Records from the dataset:

%%

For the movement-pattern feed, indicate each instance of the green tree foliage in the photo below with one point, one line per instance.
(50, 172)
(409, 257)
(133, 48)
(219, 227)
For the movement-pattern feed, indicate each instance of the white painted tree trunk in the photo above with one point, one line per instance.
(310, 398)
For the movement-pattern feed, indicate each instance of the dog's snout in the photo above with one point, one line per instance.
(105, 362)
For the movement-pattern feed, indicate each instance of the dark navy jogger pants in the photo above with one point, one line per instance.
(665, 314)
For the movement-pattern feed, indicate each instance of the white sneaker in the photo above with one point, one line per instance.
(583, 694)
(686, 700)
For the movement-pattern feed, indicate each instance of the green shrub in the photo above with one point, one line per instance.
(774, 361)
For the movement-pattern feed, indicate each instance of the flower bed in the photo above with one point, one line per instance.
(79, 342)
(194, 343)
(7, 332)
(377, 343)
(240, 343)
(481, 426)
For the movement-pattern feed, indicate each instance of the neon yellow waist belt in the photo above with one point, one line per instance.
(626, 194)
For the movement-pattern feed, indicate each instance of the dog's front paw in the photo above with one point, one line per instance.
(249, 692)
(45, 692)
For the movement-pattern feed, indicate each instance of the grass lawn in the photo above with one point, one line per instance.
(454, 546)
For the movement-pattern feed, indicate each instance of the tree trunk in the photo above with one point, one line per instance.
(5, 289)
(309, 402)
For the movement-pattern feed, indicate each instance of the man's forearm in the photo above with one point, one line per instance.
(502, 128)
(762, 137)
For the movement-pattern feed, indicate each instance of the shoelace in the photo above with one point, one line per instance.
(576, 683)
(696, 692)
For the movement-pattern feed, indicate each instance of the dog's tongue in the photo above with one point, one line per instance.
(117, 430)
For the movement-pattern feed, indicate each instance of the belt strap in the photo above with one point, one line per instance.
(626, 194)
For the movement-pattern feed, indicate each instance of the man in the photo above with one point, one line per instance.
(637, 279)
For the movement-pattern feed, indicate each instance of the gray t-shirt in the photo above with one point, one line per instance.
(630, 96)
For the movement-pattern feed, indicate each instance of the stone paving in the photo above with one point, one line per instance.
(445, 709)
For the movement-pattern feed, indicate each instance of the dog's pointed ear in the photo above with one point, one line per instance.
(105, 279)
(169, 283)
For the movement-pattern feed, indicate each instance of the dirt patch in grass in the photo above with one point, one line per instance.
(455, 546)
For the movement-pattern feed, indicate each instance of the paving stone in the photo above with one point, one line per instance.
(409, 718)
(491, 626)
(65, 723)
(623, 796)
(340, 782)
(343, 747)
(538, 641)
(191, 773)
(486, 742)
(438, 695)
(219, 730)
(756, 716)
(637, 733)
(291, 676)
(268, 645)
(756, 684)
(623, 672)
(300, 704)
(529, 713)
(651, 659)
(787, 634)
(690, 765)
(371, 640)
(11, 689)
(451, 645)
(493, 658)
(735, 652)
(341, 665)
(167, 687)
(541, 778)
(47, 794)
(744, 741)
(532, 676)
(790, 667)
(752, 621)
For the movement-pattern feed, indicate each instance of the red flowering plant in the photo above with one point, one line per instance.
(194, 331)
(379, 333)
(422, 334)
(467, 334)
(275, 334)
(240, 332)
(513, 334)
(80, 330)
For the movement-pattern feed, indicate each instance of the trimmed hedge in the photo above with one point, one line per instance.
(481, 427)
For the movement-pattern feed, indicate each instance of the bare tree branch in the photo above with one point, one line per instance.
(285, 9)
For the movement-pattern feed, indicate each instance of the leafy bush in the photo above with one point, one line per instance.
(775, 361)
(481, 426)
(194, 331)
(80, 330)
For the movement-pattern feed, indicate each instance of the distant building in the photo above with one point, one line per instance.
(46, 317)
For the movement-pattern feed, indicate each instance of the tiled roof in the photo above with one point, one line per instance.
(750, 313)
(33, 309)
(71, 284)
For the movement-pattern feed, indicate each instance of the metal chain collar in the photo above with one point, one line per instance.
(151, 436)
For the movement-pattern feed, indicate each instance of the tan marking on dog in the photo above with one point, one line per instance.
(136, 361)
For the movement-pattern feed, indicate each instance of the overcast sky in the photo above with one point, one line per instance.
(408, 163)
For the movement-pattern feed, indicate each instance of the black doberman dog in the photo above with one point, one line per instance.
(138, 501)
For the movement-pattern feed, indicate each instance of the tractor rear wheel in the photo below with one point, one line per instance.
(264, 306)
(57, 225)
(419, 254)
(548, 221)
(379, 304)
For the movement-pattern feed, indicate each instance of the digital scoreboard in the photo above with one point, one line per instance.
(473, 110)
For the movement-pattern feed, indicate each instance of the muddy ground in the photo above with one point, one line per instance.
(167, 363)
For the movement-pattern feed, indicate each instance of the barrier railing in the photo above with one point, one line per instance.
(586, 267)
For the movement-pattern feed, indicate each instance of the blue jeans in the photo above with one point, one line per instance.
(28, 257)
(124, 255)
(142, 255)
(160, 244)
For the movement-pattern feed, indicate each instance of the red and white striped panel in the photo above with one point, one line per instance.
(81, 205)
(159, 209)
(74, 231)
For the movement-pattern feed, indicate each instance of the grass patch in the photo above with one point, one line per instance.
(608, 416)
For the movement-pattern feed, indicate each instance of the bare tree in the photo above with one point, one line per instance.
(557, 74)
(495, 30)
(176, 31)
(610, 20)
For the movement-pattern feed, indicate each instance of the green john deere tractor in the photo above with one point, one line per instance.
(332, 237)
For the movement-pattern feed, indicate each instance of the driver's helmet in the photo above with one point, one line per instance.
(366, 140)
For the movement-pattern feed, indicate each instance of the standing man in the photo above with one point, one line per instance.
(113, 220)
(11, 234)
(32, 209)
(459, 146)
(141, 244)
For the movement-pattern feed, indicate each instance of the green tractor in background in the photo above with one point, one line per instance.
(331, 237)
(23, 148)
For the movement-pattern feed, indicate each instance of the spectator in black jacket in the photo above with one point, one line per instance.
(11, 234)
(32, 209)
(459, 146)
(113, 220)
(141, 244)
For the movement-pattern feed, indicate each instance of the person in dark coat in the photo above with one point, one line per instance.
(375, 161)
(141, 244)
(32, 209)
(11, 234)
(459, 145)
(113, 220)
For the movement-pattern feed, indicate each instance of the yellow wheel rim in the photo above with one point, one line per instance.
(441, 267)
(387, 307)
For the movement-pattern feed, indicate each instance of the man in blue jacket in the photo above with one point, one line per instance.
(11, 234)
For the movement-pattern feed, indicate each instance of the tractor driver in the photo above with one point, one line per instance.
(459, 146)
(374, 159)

%%

Brief - Please rewrite all of the lines above as a numbered list, omitting any blank lines.

Written reply -
1. For the movement-pattern feed, indicate each instance of the green tree foliage in the photo below with one point, one line per instance.
2. (50, 172)
3. (409, 257)
4. (133, 48)
5. (219, 227)
6. For the movement-pattern feed, indicate each instance of the white painted tree trunk in the photo above with one point, one line per instance.
7. (310, 398)
8. For the movement-pattern feed, indicate each instance of the dog's snout in the photo above with one point, one line per instance.
9. (105, 362)
10. For the movement-pattern feed, indicate each instance of the dark navy jogger pants in the photo above with one point, one line per instance.
11. (665, 314)
12. For the movement-pattern feed, indicate each instance of the white sneaker in the photo above with one point, one line per instance.
13. (583, 694)
14. (686, 700)
15. For the movement-pattern feed, indicate each instance of the green shrub in the photo above with one point, one line per instance.
16. (774, 361)
17. For the movement-pattern feed, indicate each instance of the flower bed in the photo above with one point, one line per instance.
18. (79, 342)
19. (194, 343)
20. (7, 332)
21. (377, 343)
22. (240, 343)
23. (481, 426)
24. For the movement-pattern feed, indicate each instance of the neon yellow waist belt in the photo above with one point, one line per instance.
25. (626, 194)
26. For the movement-pattern feed, indicate each instance of the dog's front paw in the photo above with one point, one line per instance.
27. (249, 692)
28. (45, 692)
29. For the movement-pattern feed, indicate each instance of the grass lawn in the photo above with one point, one line per instance.
30. (454, 546)
31. For the movement-pattern feed, indicate each instance of the tree trunk in the photo above with one point, one line per instance.
32. (5, 289)
33. (309, 402)
34. For the movement-pattern feed, indicate each instance of the man's forearm in the photo above with one point, one line per instance.
35. (502, 128)
36. (762, 137)
37. For the movement-pattern feed, indicate each instance of the shoelace in the photo above with one point, one line per instance.
38. (576, 683)
39. (696, 692)
40. For the movement-pattern feed, indicate each instance of the dog's tongue in the photo above with one point, one line per instance.
41. (117, 430)
42. For the movement-pattern feed, indicate each instance of the belt strap in the photo above with one point, one line per instance.
43. (626, 194)
44. For the movement-pattern feed, indicate each instance of the man in the photo above with one point, one line per instance.
45. (637, 279)
46. For the movement-pattern feed, indicate each instance of the gray t-shirt in the photo above with one point, one line per instance.
47. (630, 96)
48. For the movement-pattern feed, indicate each instance of the stone paving in the photo above with one point, one line per instance.
49. (445, 709)
50. For the movement-pattern feed, indicate each instance of the dog's pointed ear in the photo above with one point, one line per instance.
51. (105, 279)
52. (169, 283)
53. For the movement-pattern feed, indicate each instance of the dirt patch in grass in the photo above with one point, one line per instance.
54. (455, 546)
55. For the movement-pattern feed, indicate each instance of the paving stone in the photo above with one point, one line per instance.
56. (409, 718)
57. (491, 626)
58. (65, 723)
59. (623, 796)
60. (340, 782)
61. (343, 747)
62. (538, 641)
63. (191, 773)
64. (486, 742)
65. (438, 695)
66. (219, 730)
67. (756, 716)
68. (637, 733)
69. (291, 676)
70. (268, 645)
71. (756, 684)
72. (623, 672)
73. (300, 704)
74. (529, 713)
75. (651, 659)
76. (787, 634)
77. (690, 765)
78. (371, 640)
79. (11, 689)
80. (451, 645)
81. (493, 658)
82. (735, 652)
83. (341, 665)
84. (167, 687)
85. (541, 778)
86. (47, 794)
87. (744, 741)
88. (532, 676)
89. (790, 667)
90. (752, 621)
91. For the movement-pattern feed, indicate each instance of the red flowering plant in the photo above with one point, one line per instance.
92. (194, 331)
93. (379, 333)
94. (422, 334)
95. (467, 334)
96. (275, 334)
97. (240, 332)
98. (513, 334)
99. (80, 330)
100. For the movement-pattern feed, indicate each instance of the trimmed hedge in the photo above with one point, one line per instance.
101. (481, 427)
102. For the movement-pattern feed, indicate each instance of the bare tree branch in the photo above with one point, one line per instance.
103. (285, 9)
104. For the movement-pattern feed, indicate each instance of the leafy bush in the photo above with one point, one line per instance.
105. (775, 361)
106. (481, 426)
107. (194, 331)
108. (80, 330)
109. For the movement-pattern feed, indicate each instance of the distant building in the photo above with one point, one line per instance.
110. (46, 317)
111. For the movement-pattern feed, indicate each instance of the tiled roof in the photo above with one point, one line per instance.
112. (750, 313)
113. (33, 309)
114. (71, 284)
115. For the movement-pattern feed, indicate each instance of the metal chain collar in the photo above with one point, one line per instance.
116. (151, 436)
117. For the movement-pattern feed, indicate each instance of the tan marking on dog in the photo above with one point, one line per instance.
118. (136, 361)
119. For the movement-pattern feed, indicate each instance of the overcast sky in the photo above with one point, one line per instance.
120. (408, 163)
121. For the movement-pattern feed, indicate each instance of the black doberman dog in the photo above with one point, one line per instance.
122. (138, 501)
123. For the movement-pattern feed, indicate each instance of the tractor rear wheel in the photo below with one point, one line per instance.
124. (264, 306)
125. (57, 225)
126. (419, 254)
127. (548, 221)
128. (379, 304)
129. For the movement-pattern feed, indicate each instance of the digital scoreboard in the photo above with one point, one line per instance.
130. (473, 110)
131. For the movement-pattern feed, indicate each instance of the muddy ground in the photo above with one point, one line per instance.
132. (167, 363)
133. For the movement-pattern feed, indicate each instance of the barrier railing in the photo above with one point, one line per instance.
134. (586, 267)
135. For the movement-pattern feed, indicate each instance of the blue jeans in the photo above with one point, one line per instance.
136. (28, 257)
137. (124, 255)
138. (142, 255)
139. (160, 244)
140. For the movement-pattern feed, indicate each instance of the red and white striped panel in the photo above with one point, one line per instance.
141. (81, 205)
142. (159, 209)
143. (74, 231)
144. For the movement-pattern feed, indicate each instance of the grass patch in the photo above with one point, one line per instance.
145. (608, 416)
146. For the movement-pattern feed, indicate each instance of the bare tree in the photo above with one point, one line per instance.
147. (557, 74)
148. (495, 30)
149. (176, 31)
150. (610, 20)
151. For the movement-pattern feed, indicate each instance of the green john deere tractor in the photo above with one point, one line per instance.
152. (332, 237)
153. For the movement-pattern feed, indicate each instance of the driver's helmet in the photo above with one point, one line per instance.
154. (366, 140)
155. For the movement-pattern feed, indicate each instance of the standing man in the photo above with one point, one line per instance.
156. (113, 220)
157. (11, 234)
158. (32, 209)
159. (459, 146)
160. (141, 244)
161. For the movement-pattern feed, indicate each instance of the green tractor in background in the photo above with one point, one line per instance.
162. (331, 237)
163. (23, 148)
164. For the movement-pattern feed, indicate each instance of the spectator in black jacket in the photo above with one point, one line per instance.
165. (11, 234)
166. (32, 209)
167. (459, 146)
168. (113, 220)
169. (141, 244)
170. For the movement-pattern feed, indicate each instance of the person in dark coat in the photo above with one point, one line per instance.
171. (375, 161)
172. (141, 244)
173. (32, 209)
174. (11, 234)
175. (459, 145)
176. (113, 220)
177. For the movement-pattern feed, indicate each instance of the yellow wheel rim in the photo above with one point, one line per instance.
178. (441, 267)
179. (387, 307)
180. For the movement-pattern feed, indicate each instance of the man in blue jacket in the photo above with one point, one line per instance.
181. (11, 234)
182. For the movement-pattern feed, indicate each instance of the tractor driver in the photo above with one point, one line per instance.
183. (459, 146)
184. (374, 159)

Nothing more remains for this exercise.